Dataset extracts labeled with boxes
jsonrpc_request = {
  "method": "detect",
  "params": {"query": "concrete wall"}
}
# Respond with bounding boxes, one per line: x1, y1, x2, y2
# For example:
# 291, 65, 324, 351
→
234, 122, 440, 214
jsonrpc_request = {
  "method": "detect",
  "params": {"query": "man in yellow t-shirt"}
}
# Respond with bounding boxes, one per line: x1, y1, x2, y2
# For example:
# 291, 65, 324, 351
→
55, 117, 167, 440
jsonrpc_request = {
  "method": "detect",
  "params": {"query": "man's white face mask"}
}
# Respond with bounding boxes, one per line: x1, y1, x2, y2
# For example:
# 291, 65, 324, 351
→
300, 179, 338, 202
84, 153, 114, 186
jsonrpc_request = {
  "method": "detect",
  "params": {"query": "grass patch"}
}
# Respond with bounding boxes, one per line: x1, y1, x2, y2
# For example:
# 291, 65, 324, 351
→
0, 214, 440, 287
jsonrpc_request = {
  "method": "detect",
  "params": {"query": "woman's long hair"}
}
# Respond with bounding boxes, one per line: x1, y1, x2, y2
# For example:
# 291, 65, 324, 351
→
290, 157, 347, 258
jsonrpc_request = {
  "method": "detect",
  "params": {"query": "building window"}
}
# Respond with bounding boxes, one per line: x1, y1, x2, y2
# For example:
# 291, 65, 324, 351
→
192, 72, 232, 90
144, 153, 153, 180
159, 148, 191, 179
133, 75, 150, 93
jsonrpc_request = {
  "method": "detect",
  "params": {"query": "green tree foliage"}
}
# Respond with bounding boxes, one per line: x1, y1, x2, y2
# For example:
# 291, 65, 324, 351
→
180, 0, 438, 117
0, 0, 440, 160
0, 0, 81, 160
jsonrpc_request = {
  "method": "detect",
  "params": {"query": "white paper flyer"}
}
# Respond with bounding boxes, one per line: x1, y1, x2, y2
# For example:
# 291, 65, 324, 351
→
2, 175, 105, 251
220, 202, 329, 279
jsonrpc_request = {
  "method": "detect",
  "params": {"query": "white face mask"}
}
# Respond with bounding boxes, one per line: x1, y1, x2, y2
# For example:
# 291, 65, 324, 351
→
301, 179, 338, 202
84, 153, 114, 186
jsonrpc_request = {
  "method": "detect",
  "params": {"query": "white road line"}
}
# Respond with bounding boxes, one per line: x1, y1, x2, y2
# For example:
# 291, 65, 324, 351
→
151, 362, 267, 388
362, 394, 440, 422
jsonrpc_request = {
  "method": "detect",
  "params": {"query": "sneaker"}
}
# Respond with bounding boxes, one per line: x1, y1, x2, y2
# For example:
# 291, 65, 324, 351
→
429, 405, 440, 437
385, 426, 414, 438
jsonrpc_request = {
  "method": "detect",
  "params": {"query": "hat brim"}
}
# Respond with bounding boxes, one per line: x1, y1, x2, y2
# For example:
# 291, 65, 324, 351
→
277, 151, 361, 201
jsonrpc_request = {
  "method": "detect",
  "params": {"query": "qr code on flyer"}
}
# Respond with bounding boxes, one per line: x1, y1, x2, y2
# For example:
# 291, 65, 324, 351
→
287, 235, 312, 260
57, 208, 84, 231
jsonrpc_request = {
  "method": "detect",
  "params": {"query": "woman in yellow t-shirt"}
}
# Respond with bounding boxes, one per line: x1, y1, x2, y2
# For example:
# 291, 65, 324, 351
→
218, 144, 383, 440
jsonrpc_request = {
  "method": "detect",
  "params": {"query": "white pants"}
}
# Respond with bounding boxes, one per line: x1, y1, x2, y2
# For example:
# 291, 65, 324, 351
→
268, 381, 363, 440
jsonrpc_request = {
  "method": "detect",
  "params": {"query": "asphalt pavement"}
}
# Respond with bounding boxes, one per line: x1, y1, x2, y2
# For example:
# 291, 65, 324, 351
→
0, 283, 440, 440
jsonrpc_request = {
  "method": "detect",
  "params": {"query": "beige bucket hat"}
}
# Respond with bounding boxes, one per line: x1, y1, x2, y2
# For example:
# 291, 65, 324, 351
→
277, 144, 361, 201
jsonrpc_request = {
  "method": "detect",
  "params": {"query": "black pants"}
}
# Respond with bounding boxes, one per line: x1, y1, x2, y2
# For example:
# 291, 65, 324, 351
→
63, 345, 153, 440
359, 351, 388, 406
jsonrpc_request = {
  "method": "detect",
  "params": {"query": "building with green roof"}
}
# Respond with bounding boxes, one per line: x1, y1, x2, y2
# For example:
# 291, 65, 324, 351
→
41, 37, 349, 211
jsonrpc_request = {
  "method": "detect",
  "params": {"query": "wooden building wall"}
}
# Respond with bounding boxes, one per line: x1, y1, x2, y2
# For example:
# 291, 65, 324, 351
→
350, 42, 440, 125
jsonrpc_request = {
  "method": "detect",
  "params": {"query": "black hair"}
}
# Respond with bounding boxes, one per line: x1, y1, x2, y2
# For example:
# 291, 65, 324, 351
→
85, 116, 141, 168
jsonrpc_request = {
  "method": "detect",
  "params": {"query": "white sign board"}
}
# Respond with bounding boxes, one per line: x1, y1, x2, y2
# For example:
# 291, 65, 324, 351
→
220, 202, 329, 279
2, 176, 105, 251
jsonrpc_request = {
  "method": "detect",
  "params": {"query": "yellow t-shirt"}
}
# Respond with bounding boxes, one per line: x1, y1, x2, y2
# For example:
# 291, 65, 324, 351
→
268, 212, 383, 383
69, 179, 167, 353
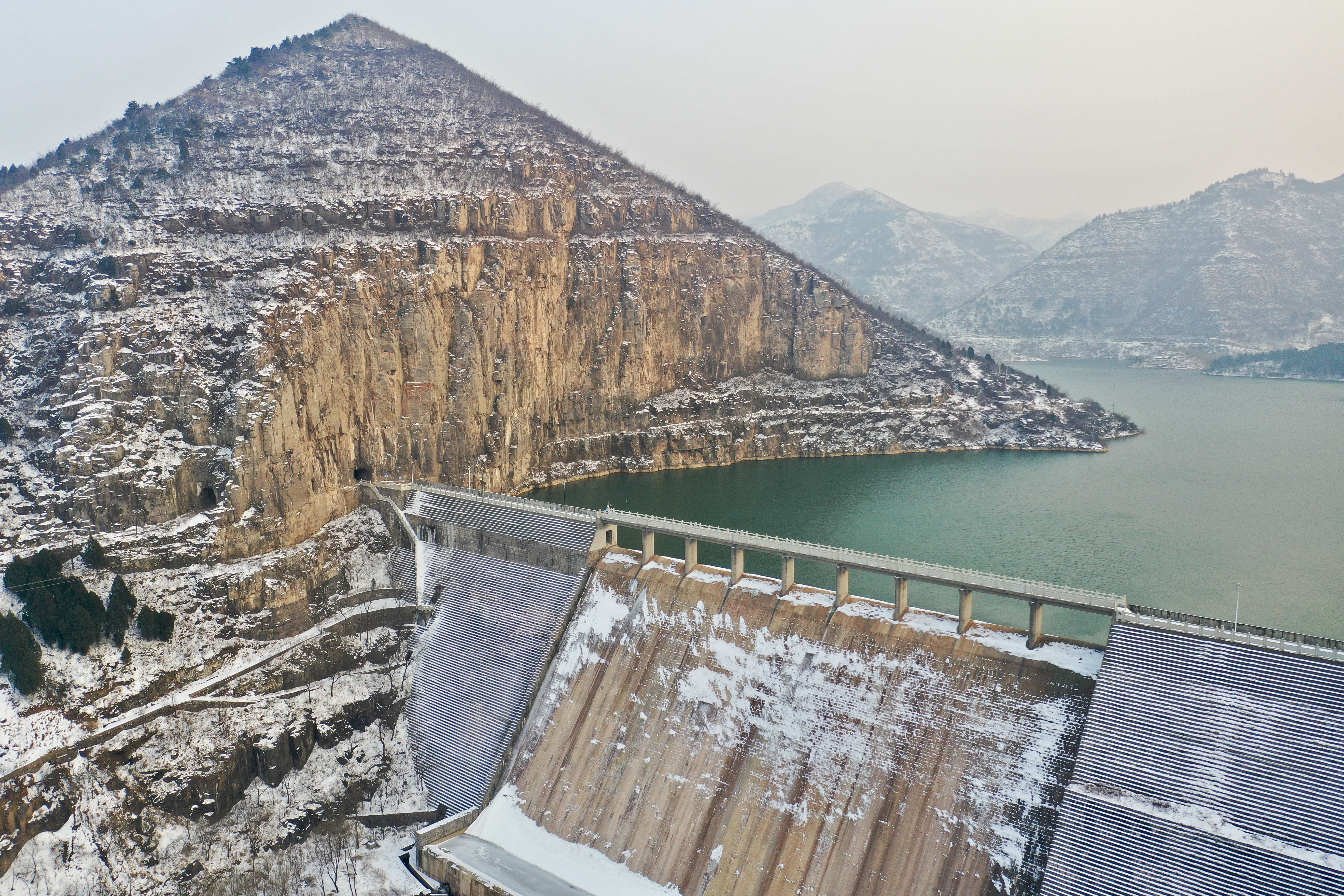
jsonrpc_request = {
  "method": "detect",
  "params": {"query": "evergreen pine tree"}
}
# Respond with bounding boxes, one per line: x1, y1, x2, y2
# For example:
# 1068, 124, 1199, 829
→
136, 607, 177, 641
85, 535, 108, 567
108, 575, 136, 647
0, 613, 43, 695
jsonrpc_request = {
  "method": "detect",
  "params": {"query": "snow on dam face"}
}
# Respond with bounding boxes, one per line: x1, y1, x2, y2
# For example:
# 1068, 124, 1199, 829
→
504, 548, 1101, 896
394, 489, 597, 813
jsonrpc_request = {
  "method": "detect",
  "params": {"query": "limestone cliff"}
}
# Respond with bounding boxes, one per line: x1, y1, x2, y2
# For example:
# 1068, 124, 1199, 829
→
0, 16, 1133, 561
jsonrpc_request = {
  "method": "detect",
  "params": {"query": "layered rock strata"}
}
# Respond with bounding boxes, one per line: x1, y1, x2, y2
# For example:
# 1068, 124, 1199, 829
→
0, 509, 423, 895
0, 16, 1133, 561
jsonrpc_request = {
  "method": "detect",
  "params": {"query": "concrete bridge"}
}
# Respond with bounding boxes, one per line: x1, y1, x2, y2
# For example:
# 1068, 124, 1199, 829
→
367, 482, 1344, 896
378, 481, 1126, 647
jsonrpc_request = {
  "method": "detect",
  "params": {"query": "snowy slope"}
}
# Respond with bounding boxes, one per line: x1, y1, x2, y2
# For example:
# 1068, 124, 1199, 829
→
747, 183, 1036, 322
933, 171, 1344, 355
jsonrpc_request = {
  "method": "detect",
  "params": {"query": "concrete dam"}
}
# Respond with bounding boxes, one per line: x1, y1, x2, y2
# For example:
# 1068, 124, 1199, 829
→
365, 482, 1344, 896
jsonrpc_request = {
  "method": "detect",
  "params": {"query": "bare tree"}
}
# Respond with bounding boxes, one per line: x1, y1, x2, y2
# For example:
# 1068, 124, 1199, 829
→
341, 821, 359, 896
312, 822, 345, 891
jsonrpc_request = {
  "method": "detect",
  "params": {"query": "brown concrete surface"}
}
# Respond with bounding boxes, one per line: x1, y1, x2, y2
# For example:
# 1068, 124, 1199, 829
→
505, 548, 1093, 896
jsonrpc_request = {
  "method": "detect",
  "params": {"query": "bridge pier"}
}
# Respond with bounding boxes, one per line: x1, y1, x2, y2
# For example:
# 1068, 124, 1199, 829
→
957, 588, 972, 635
1027, 601, 1046, 650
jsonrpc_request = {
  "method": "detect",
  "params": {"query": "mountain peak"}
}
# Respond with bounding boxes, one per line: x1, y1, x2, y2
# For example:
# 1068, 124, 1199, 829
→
747, 183, 1036, 322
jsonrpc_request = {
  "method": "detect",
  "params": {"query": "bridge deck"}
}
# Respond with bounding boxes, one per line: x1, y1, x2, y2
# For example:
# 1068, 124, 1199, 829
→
384, 481, 1126, 615
597, 509, 1125, 615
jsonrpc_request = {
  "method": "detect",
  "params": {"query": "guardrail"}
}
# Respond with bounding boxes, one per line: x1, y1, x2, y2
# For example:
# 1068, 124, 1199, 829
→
1117, 606, 1344, 662
597, 508, 1128, 615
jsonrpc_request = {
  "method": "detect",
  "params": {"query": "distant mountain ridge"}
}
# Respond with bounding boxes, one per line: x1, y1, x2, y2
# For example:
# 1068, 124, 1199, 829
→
1205, 343, 1344, 381
746, 181, 1036, 322
952, 208, 1089, 252
931, 169, 1344, 367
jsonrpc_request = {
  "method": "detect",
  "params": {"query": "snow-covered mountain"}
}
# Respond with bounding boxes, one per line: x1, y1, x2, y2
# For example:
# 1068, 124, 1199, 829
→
0, 16, 1134, 558
933, 169, 1344, 365
953, 208, 1087, 252
747, 183, 1036, 322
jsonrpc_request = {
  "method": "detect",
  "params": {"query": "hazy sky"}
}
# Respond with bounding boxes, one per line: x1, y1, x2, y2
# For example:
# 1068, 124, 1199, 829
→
0, 0, 1344, 216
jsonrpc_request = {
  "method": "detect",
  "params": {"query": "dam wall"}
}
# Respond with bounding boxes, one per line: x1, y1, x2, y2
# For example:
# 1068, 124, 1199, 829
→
379, 488, 598, 813
1044, 622, 1344, 896
504, 548, 1099, 896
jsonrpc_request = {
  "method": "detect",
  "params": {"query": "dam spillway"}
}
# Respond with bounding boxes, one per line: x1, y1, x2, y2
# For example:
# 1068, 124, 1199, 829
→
384, 484, 1344, 896
382, 489, 607, 811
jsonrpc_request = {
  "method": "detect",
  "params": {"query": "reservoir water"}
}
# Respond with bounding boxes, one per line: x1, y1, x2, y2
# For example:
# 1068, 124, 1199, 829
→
530, 360, 1344, 641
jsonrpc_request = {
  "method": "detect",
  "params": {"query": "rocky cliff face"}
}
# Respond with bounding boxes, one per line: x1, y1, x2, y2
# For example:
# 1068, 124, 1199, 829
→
931, 171, 1344, 367
0, 16, 1130, 561
747, 183, 1036, 322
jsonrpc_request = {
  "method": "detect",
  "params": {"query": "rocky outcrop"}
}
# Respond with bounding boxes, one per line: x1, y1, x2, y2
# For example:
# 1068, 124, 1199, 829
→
0, 16, 1130, 564
0, 768, 75, 882
930, 171, 1344, 367
747, 184, 1036, 322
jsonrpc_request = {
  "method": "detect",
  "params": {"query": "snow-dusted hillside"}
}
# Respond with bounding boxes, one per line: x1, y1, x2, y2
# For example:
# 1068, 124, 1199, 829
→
952, 208, 1087, 252
0, 16, 1132, 559
747, 183, 1036, 322
931, 171, 1344, 367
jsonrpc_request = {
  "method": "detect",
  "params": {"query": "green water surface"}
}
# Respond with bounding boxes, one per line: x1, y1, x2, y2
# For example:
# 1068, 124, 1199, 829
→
530, 361, 1344, 641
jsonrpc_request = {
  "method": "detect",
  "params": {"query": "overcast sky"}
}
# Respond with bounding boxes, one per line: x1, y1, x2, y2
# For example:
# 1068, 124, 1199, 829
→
0, 0, 1344, 216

=== DESCRIPTION OF THE TASK ===
Please reproduce the entries above word for word, from the start of the entries through the line containing "0, 0, 81, 160", with both of those lines included.

=== THE OUTPUT ===
jsonrpc_request = {
  "method": "detect",
  "params": {"query": "concrete wall"}
}
# Respond with bounding boxes, one per line: x1, y1, x2, y2
# For example:
# 291, 65, 324, 351
→
234, 122, 440, 214
jsonrpc_request = {
  "method": "detect",
  "params": {"query": "man in yellow t-shirt"}
}
# Respond with bounding boxes, one per line: x1, y1, x2, y2
# For example:
# 291, 65, 324, 351
→
55, 117, 167, 440
jsonrpc_request = {
  "method": "detect",
  "params": {"query": "man's white face mask"}
}
# Respond with bounding boxes, one per line: x1, y1, x2, y2
# For example:
# 291, 65, 324, 351
→
300, 179, 338, 202
84, 153, 114, 186
jsonrpc_request = {
  "method": "detect",
  "params": {"query": "grass patch"}
}
# Respond with bounding boxes, one per line: x1, y1, x2, y2
# For example:
# 291, 65, 324, 351
→
0, 214, 440, 287
jsonrpc_request = {
  "method": "detect",
  "params": {"query": "woman's long hair"}
}
# Respond with bounding boxes, one per line: x1, y1, x2, y2
# For example:
# 291, 65, 324, 351
→
290, 157, 347, 258
jsonrpc_request = {
  "method": "detect",
  "params": {"query": "building window"}
}
# Respond with bounding boxes, one per line: x1, y1, x2, y2
# For example:
# 291, 65, 324, 351
→
192, 72, 232, 90
144, 153, 153, 180
159, 148, 191, 179
133, 75, 150, 93
jsonrpc_request = {
  "method": "detect",
  "params": {"query": "green tree foliage"}
}
# Respond with bounding boxes, one per line: x1, y1, x2, y2
# For example:
# 291, 65, 324, 351
→
180, 0, 438, 117
0, 0, 440, 160
0, 0, 81, 160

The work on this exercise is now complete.